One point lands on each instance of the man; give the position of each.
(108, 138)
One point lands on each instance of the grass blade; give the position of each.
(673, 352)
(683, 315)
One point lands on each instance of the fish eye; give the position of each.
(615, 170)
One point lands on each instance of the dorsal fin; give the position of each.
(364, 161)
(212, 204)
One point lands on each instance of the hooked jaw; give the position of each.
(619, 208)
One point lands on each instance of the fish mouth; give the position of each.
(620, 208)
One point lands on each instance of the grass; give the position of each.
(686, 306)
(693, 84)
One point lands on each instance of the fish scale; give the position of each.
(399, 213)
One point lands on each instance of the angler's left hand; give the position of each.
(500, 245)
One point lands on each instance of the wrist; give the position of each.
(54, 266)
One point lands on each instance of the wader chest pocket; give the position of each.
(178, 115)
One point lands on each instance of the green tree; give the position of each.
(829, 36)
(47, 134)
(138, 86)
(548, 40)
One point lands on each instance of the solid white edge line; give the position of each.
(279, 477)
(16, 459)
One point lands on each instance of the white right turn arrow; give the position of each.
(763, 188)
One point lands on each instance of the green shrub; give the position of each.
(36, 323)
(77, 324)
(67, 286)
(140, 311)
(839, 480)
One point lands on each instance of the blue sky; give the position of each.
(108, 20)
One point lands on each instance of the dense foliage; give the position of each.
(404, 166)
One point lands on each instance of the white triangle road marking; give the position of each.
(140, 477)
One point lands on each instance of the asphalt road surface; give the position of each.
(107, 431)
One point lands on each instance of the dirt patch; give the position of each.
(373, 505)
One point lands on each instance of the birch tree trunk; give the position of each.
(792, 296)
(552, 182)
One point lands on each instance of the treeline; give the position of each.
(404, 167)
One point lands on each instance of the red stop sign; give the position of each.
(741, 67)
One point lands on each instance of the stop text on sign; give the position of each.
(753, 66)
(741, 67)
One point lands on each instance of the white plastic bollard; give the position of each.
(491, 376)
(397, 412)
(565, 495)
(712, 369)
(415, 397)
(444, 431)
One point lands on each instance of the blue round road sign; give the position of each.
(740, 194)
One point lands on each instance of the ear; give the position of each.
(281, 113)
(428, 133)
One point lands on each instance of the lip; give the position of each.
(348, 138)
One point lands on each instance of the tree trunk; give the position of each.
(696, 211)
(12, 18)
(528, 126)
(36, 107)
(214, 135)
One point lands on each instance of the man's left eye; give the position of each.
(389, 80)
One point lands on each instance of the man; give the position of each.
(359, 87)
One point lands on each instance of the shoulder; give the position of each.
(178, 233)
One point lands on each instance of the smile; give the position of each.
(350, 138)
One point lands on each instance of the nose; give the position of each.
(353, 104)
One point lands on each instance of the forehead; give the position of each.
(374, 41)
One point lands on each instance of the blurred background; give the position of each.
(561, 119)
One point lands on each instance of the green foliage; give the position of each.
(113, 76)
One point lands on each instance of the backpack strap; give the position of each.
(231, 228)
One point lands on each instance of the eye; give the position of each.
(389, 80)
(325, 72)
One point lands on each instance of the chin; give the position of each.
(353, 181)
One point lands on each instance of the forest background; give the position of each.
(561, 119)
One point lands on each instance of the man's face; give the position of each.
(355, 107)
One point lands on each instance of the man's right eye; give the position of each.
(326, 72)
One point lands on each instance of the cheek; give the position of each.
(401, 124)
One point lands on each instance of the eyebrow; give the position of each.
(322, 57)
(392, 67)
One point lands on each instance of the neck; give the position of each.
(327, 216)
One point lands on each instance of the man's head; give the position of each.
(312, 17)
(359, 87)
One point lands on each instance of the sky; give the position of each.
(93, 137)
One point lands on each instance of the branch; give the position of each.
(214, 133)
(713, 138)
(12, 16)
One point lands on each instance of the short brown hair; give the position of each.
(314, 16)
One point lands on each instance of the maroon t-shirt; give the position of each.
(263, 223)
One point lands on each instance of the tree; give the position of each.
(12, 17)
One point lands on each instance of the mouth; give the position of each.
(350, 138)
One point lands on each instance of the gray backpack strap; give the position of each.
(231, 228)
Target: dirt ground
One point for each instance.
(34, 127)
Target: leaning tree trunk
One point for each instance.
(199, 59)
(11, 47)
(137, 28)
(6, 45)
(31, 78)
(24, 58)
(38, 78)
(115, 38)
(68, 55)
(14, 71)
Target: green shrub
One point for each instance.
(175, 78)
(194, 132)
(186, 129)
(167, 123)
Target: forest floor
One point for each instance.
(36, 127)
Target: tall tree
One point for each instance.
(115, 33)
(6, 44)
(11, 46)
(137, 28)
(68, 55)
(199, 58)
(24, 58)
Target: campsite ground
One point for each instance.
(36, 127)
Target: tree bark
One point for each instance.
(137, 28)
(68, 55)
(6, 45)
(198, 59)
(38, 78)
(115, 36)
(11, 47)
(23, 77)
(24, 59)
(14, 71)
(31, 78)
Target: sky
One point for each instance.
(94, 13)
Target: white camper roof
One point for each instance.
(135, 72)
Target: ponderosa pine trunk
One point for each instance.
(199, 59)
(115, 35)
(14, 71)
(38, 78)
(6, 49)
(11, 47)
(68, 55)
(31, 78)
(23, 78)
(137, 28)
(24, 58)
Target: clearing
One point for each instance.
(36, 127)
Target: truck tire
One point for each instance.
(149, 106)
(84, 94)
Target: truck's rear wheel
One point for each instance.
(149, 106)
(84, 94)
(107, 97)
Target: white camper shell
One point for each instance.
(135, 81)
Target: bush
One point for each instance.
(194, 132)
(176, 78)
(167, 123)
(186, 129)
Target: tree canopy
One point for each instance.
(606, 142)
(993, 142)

+===+

DIRECTION: Write out every line of the records exactly.

RESULT OF THE TASK:
One point lands on each instance of the man; give the position of each.
(108, 138)
One point lands on each instance of the grass blade; give the position of each.
(673, 352)
(683, 315)
One point lands on each instance of the fish eye; give the position of each.
(615, 170)
One point lands on each instance of the dorsal fin; give the position of each.
(364, 161)
(212, 204)
One point lands on each instance of the hooked jaw; give the position of each.
(619, 208)
One point lands on each instance of the fish mouth; give the position of each.
(620, 208)
One point lands on each instance of the grass; give the position of each.
(686, 306)
(693, 84)
One point lands on each instance of the fish scale; give the position of each.
(399, 213)
One point lands on each instance of the angler's left hand; give the position of each.
(500, 245)
One point lands on each instance of the wrist; give the position of each.
(54, 266)
One point lands on each instance of the wader chest pocket; give the position of each.
(178, 115)
One point lands on each instance of the green tree; give the position of each.
(829, 36)
(47, 134)
(138, 86)
(548, 40)
One point lands on each instance of the solid white edge line; give the position of each.
(279, 477)
(16, 459)
One point lands on each instance of the white right turn arrow; give the position of each.
(763, 188)
One point lands on each instance of the green shrub; give the position of each.
(36, 323)
(77, 324)
(67, 286)
(140, 311)
(839, 480)
One point lands on each instance of the blue sky; give the position of each.
(108, 20)
One point lands on each instance of the dense foliage; give the position of each.
(404, 166)
One point lands on each instance of the white triangle road marking; give the position of each.
(140, 477)
One point lands on each instance of the asphalt road surface; give the position of each.
(107, 431)
One point lands on each instance of the dirt patch; give the position of each.
(373, 505)
One point lands on each instance of the birch tree trunk; give the position of each.
(792, 296)
(552, 182)
One point lands on each instance of the treeline; give the position of each.
(404, 167)
One point lands on each instance of the red stop sign; give the position of each.
(741, 67)
One point lands on each instance of the stop text on sign; give the position of each.
(753, 66)
(741, 67)
One point lands on each instance of the white plastic bollard; give the position of each.
(491, 376)
(397, 412)
(565, 495)
(712, 369)
(415, 397)
(444, 431)
One point lands on each instance of the blue round road sign; give the position of each.
(740, 194)
One point lands on each instance of the ear; give the position of each.
(281, 113)
(428, 133)
One point lands on each instance of the lip; give the position of each.
(348, 138)
One point lands on each instance of the tree trunk; give the position of each.
(696, 211)
(12, 18)
(528, 126)
(36, 107)
(214, 135)
One point lands on each instance of the man's left eye; give the position of each.
(389, 80)
One point lands on each instance of the man; give the position of each.
(359, 87)
One point lands on each instance of the shoulder; give the position of each.
(178, 233)
One point lands on each instance of the smile; give the position of each.
(350, 138)
One point lands on each instance of the nose; give the position of each.
(353, 104)
One point lands on each instance of the forehead; give the position of each.
(374, 41)
One point lands on each instance of the blurred background; give the position of each.
(561, 119)
One point lands on each instance of the green foliage; give the position of each.
(113, 76)
One point lands on each instance of the backpack strap; give the position of each.
(231, 228)
One point lands on each instance of the eye; give the position of each.
(389, 80)
(325, 72)
One point lands on each instance of the chin; give the position of each.
(353, 181)
One point lands on each instance of the forest background; give the position of each.
(561, 119)
One point lands on each instance of the man's face; give the position of each.
(355, 107)
One point lands on each instance of the man's right eye; give the position of each.
(326, 72)
One point lands on each instance of the cheek; give the position of each.
(401, 124)
One point lands on each instance of the eyebrow; give the position of each.
(322, 57)
(392, 67)
One point lands on each instance of the neck; give the position of each.
(327, 216)
One point lands on each instance of the man's head; give the position of each.
(312, 17)
(359, 87)
One point lands on each instance of the sky; give the position of each.
(93, 137)
One point lands on each instance of the branch; give the position of each.
(214, 133)
(713, 138)
(12, 16)
One point lands on each instance of the short brown hair; give the position of each.
(314, 16)
One point lands on each instance of the maroon t-shirt; give the position of each.
(263, 223)
One point lands on each instance of the tree; give the position of each.
(12, 17)
One point lands on each instance of the mouth; give the position of each.
(350, 138)
One point lands on each instance of the gray backpack strap; give the position of each.
(231, 228)
Target: dirt ground
One point for each instance.
(34, 127)
Target: leaning tree trunk
One point for each instance.
(199, 59)
(11, 47)
(137, 28)
(6, 45)
(31, 78)
(24, 58)
(38, 78)
(115, 38)
(68, 55)
(14, 71)
Target: green shrub
One point for each instance.
(175, 78)
(194, 132)
(186, 129)
(167, 123)
Target: forest floor
One point for each instance.
(36, 127)
Target: tall tree
One point for each instance.
(115, 33)
(6, 44)
(11, 46)
(137, 28)
(68, 55)
(199, 58)
(24, 58)
Target: campsite ground
One point for each instance.
(36, 127)
Target: tree bark
One point for each instance.
(137, 28)
(68, 55)
(6, 45)
(198, 59)
(38, 78)
(115, 36)
(11, 47)
(23, 77)
(24, 59)
(14, 71)
(31, 78)
Target: sky
One point for each instance.
(94, 13)
Target: white camper roof
One point for each instance.
(135, 72)
Target: ponderosa pine trunk
One point for each instance.
(199, 59)
(115, 35)
(14, 71)
(38, 78)
(6, 49)
(11, 47)
(68, 55)
(31, 78)
(23, 78)
(137, 28)
(24, 58)
Target: clearing
One point for each instance.
(36, 127)
Target: truck tire
One point for each instance.
(149, 106)
(84, 94)
Target: truck's rear wheel
One point for each instance.
(149, 106)
(84, 94)
(107, 97)
Target: white camper shell
One point for each instance.
(135, 81)
Target: bush
One point for each instance.
(194, 132)
(176, 78)
(167, 123)
(186, 129)
Target: tree canopy
One point for each instance.
(606, 142)
(993, 142)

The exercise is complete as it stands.